→ **WRITTEN TASK**: Restate, word for word, every line of the data.

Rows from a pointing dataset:
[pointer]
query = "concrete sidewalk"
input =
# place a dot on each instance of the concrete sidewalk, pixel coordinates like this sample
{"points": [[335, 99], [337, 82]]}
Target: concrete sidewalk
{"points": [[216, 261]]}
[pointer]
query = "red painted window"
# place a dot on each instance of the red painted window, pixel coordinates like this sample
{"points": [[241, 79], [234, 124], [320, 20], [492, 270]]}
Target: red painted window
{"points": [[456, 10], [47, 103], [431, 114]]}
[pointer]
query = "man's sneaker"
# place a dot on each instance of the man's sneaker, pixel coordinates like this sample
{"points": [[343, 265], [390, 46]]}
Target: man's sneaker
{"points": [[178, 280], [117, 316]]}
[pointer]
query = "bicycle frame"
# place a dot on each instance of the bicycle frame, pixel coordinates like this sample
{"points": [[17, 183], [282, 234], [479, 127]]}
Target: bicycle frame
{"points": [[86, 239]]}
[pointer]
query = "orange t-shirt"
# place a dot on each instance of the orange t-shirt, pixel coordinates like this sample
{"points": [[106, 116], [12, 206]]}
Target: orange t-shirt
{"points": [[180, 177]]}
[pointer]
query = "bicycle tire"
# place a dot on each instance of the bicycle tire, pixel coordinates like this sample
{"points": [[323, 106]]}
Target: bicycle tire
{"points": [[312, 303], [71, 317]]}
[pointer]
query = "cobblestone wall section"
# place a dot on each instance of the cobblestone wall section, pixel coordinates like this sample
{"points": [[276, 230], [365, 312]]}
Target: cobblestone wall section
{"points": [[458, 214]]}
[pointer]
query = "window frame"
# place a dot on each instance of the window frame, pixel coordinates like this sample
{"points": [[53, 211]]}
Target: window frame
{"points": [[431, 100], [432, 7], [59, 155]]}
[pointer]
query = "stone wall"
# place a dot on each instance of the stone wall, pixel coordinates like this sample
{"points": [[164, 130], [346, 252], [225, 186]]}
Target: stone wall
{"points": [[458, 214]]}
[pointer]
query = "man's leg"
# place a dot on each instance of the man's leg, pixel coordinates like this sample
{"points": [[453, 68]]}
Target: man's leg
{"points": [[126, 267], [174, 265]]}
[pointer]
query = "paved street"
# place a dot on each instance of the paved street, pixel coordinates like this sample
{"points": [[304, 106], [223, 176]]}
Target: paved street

→ **RESULT FOR THIS EXERCISE**:
[pointer]
query = "concrete sidewalk"
input =
# place a dot on each instance of the concrete sidewalk, pixel coordinates like this sample
{"points": [[335, 99], [337, 82]]}
Target: concrete sidewalk
{"points": [[216, 261]]}
[pointer]
query = "red painted window"
# place a dot on each instance of the red painted window, pixel coordinates like this sample
{"points": [[241, 79], [234, 124], [320, 20], [492, 270]]}
Target: red painted window
{"points": [[456, 10], [47, 103], [431, 114]]}
[pointer]
query = "man's sneaker"
# place a dot on each instance of the man's sneaker, pixel coordinates like this sample
{"points": [[343, 265], [390, 46]]}
Target: man's sneaker
{"points": [[178, 280], [117, 316]]}
[pointer]
query = "bicycle frame"
# place a dot on each instance of the bicycle frame, pixel coordinates like this sample
{"points": [[17, 183], [282, 234], [479, 127]]}
Target: bicycle frame
{"points": [[86, 239]]}
[pointer]
query = "orange t-shirt"
# place a dot on each instance of the orange t-shirt, pixel coordinates like this sample
{"points": [[106, 116], [12, 206]]}
Target: orange t-shirt
{"points": [[180, 177]]}
[pointer]
query = "bicycle tire"
# place a dot on each instance of the bicycle tire, pixel coordinates like this sample
{"points": [[323, 106]]}
Target: bicycle tire
{"points": [[312, 303], [71, 317]]}
[pointer]
query = "cobblestone wall section"
# place a dot on each instance of the cobblestone wall section, pixel coordinates like this sample
{"points": [[276, 230], [365, 312]]}
Target: cobblestone wall section
{"points": [[458, 214]]}
[pointer]
query = "window frame"
# place a dot on each instance of the window frame, pixel coordinates like this sample
{"points": [[53, 211]]}
Target: window frame
{"points": [[431, 100], [432, 7], [59, 155]]}
[pointer]
query = "stone wall"
# place a dot on each instance of the stone wall, pixel coordinates like this sample
{"points": [[164, 130], [346, 252], [225, 186]]}
Target: stone wall
{"points": [[458, 214]]}
[pointer]
query = "man's leg"
# place a dot on each instance of the man's leg, pixel coordinates like this sample
{"points": [[453, 68]]}
Target: man's leg
{"points": [[126, 267], [174, 265]]}
[pointer]
query = "paved street"
# place a dot on each instance of the paved street, pixel coordinates like this sample
{"points": [[304, 106], [223, 176]]}
Target: paved street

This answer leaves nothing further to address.